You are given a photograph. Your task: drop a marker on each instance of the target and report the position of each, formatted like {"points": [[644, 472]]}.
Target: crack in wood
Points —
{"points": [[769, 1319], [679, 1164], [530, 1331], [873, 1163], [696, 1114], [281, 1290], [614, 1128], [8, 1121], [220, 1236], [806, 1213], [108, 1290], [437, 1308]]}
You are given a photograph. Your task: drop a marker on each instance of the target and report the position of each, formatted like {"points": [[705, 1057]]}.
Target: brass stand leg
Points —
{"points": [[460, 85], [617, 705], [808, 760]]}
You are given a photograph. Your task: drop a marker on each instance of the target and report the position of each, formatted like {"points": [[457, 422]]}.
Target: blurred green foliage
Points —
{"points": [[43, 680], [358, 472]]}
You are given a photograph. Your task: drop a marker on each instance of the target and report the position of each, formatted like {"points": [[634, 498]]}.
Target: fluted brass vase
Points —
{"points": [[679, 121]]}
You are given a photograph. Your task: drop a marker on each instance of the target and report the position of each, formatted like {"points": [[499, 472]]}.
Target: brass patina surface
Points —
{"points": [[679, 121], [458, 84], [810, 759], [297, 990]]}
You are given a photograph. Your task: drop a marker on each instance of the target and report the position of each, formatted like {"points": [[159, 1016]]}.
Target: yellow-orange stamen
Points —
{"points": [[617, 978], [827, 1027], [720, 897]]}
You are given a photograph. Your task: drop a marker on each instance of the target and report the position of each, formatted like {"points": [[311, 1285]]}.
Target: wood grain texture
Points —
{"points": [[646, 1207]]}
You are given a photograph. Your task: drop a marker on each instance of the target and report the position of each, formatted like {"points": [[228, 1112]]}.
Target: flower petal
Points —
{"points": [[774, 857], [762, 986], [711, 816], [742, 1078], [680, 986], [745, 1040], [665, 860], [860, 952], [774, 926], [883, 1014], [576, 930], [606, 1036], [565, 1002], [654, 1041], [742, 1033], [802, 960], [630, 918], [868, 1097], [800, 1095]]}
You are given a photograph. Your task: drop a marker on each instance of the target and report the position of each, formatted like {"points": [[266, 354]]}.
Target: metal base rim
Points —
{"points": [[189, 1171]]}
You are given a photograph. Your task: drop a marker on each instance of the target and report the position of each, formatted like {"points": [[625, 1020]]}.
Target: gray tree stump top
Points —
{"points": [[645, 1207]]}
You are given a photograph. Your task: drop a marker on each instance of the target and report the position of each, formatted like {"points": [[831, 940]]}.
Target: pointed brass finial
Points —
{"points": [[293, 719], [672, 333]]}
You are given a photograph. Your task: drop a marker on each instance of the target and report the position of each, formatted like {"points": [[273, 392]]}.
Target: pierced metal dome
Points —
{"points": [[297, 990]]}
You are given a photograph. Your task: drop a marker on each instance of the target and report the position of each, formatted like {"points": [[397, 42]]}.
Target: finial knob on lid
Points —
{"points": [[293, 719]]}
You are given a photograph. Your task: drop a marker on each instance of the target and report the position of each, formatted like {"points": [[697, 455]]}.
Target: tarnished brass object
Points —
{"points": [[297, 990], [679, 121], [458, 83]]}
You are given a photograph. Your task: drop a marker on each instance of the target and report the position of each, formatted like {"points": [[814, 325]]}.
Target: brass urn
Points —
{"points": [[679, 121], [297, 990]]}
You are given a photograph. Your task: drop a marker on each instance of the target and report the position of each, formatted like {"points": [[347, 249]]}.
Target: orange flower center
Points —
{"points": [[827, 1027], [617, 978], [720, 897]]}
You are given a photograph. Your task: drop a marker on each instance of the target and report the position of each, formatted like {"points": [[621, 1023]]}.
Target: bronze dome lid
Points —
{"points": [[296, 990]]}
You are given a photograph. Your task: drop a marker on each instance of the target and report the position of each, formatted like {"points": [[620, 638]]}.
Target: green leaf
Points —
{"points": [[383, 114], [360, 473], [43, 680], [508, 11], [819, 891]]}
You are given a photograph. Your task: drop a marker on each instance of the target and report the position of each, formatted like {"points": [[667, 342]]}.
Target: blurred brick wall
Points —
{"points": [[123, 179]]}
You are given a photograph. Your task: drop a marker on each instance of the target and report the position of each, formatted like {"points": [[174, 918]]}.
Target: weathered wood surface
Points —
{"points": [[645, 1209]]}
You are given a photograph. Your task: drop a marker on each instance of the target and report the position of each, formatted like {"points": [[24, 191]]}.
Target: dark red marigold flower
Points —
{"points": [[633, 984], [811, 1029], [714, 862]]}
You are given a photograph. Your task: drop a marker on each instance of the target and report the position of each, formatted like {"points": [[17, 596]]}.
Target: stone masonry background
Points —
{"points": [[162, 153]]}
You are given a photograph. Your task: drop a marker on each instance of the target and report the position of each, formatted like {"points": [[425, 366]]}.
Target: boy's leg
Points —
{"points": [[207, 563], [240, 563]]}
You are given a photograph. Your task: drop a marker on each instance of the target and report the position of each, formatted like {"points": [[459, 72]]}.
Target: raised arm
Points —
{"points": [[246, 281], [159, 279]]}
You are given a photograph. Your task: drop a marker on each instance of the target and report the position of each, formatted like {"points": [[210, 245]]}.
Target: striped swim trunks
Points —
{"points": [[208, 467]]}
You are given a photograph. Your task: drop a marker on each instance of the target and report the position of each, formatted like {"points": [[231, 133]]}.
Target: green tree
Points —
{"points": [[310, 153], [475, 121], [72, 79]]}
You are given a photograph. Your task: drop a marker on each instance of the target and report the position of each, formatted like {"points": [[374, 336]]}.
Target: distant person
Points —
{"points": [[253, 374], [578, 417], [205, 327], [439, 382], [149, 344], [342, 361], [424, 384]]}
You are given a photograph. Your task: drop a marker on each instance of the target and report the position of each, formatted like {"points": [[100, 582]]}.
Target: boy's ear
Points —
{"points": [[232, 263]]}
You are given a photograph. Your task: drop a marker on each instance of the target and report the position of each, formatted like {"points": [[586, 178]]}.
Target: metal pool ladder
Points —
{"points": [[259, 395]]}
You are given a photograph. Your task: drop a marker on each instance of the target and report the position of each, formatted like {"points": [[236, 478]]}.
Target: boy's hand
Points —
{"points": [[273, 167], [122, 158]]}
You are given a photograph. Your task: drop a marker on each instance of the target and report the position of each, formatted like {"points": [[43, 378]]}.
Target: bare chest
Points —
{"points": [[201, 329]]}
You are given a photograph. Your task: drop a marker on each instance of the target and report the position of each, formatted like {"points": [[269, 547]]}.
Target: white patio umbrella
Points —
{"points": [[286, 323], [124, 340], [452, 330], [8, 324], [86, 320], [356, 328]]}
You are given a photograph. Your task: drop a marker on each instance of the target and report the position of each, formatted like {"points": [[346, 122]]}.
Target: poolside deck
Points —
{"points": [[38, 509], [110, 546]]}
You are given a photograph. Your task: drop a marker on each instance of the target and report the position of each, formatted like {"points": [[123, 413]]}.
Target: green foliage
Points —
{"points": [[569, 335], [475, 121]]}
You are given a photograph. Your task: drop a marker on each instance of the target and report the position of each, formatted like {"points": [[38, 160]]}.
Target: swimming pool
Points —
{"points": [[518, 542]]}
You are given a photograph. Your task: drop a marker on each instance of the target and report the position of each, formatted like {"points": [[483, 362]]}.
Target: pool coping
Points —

## WHAT THE EXERCISE ASKS:
Count the lines in the records above that contain the word "wood", and reply with that number only.

## TASK RESPONSE:
3